* _BRIEF_
Your answer should consist of the listing, repeated exactly.

* _DATA PROVIDED_
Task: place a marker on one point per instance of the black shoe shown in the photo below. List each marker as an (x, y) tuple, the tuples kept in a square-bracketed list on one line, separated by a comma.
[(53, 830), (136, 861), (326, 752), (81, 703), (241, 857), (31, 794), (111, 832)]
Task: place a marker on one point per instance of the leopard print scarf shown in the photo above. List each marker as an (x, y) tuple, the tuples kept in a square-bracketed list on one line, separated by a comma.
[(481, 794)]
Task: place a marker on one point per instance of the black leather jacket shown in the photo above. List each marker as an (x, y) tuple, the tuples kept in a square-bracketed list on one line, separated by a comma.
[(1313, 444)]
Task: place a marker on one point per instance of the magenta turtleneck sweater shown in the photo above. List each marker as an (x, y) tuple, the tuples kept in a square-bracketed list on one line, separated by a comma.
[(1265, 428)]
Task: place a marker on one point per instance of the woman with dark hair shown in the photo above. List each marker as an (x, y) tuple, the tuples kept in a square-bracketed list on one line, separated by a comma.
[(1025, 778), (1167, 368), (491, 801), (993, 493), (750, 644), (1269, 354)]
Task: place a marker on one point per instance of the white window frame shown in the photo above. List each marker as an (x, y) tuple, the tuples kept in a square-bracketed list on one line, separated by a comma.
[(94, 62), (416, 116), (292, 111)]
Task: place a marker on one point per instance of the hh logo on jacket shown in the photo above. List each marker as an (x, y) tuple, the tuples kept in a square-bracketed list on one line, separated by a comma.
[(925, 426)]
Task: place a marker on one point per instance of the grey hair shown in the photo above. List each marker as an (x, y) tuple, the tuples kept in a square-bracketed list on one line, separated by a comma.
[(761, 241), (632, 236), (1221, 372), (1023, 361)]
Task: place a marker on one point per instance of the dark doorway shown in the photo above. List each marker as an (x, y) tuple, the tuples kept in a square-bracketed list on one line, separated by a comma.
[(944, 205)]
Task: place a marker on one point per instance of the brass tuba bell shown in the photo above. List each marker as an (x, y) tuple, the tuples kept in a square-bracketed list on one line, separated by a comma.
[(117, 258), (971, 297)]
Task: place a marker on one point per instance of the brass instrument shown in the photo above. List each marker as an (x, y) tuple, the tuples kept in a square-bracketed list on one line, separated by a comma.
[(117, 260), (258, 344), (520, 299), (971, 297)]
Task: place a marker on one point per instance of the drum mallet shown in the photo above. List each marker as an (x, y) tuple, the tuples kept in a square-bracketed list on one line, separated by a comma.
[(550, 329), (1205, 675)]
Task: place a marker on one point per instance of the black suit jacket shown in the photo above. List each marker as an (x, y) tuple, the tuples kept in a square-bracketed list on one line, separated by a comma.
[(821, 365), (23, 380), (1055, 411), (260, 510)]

* _ANSWER TO THIS PROBLEM_
Task: place a marker on one point per instance of the black shoe shown in the photo below. List each marker as an (x, y) tuple, the tuples kept in a square-bracketed list on one line, separated by a comma.
[(53, 830), (136, 861), (326, 752), (81, 703), (241, 857), (31, 794), (111, 832)]
Task: place a marker on one point per instance of the leopard print scarf shown in the photo above. List each marker as an (x, y) tuple, the tuples kept in a square-bracketed list on one line, separated by a comma.
[(481, 794)]
Task: place a marker on one point per instance of the black leather jacket shown in the photo above. List each marker as an (x, y) tuple, the tuples kept in a square-bracketed list on one line, separated by a comma.
[(1313, 444)]
Task: place a marker on one point per instance of the magenta turtleneck sweater shown in the photo above. List each marker as an (x, y) tuple, the tuples kept in a square-bracketed list on one line, separated by a comma.
[(1265, 428)]
Task: place a marker on one point per instance of the woman with dark hair shown in the photo above. List each marker as an (x, y) tuple, the tuples kept in a square-bracketed list on one line, separated by a comma.
[(1025, 778), (1167, 368), (491, 801), (993, 493), (750, 644), (1269, 354)]
Task: place a marker on one point per instance of the white window frame shown in the photo above. List each marker as an (x, y) tuple, the tuples kept in a square-bracketed list on one line, separated by a comma.
[(94, 62), (416, 116), (292, 111)]
Task: place a marker on one point per instance of the hh logo on jacket shown in the photo above. List each marker as an (x, y) tuple, the tuples kept in a square-bracketed list on one line, separated by a comma.
[(925, 426)]
Task: place a marker on one point per instance of the grey hair shown in the photo above. List each marker as an (x, y) tuple, the tuples kept in a square-bracketed list on one line, separated by a comma.
[(761, 241), (632, 236), (1221, 372), (1023, 361)]
Task: place a marker on one point per instance of the dark doorway shown in the photo above. List each marker as an (x, y) tuple, the tuples kept in a square-bracketed list on one line, separated by a comma.
[(944, 205)]
Task: place a marker on one point per instance of the brass tuba bell shown in the photo above. List each marker as an (x, y) tuple, the tuples kept in a square-bracketed list on one line, separated by a comma.
[(117, 258), (971, 297)]
Task: place a marker on one point per instance of the brass instrument shown in the photo above. List each marker as an (x, y) tuple, the tuples kept in a square-bracketed list on one line, separated by a comma.
[(117, 260), (258, 344), (520, 299), (971, 297)]
Task: place a marker on one point per instance of the drum mallet shown in the photo above. List each marker as an (x, y) tuple, the tuples kept in a square-bracketed list on one line, separated by a comma.
[(550, 329), (1205, 675)]
Task: place a marker on one point per instance of the black suit jacket shown in the photo above. List each marker as an (x, y) tuple, the tuples kept in a square-bracketed list on one line, separated by a comma.
[(821, 365), (23, 380), (1055, 411), (260, 510)]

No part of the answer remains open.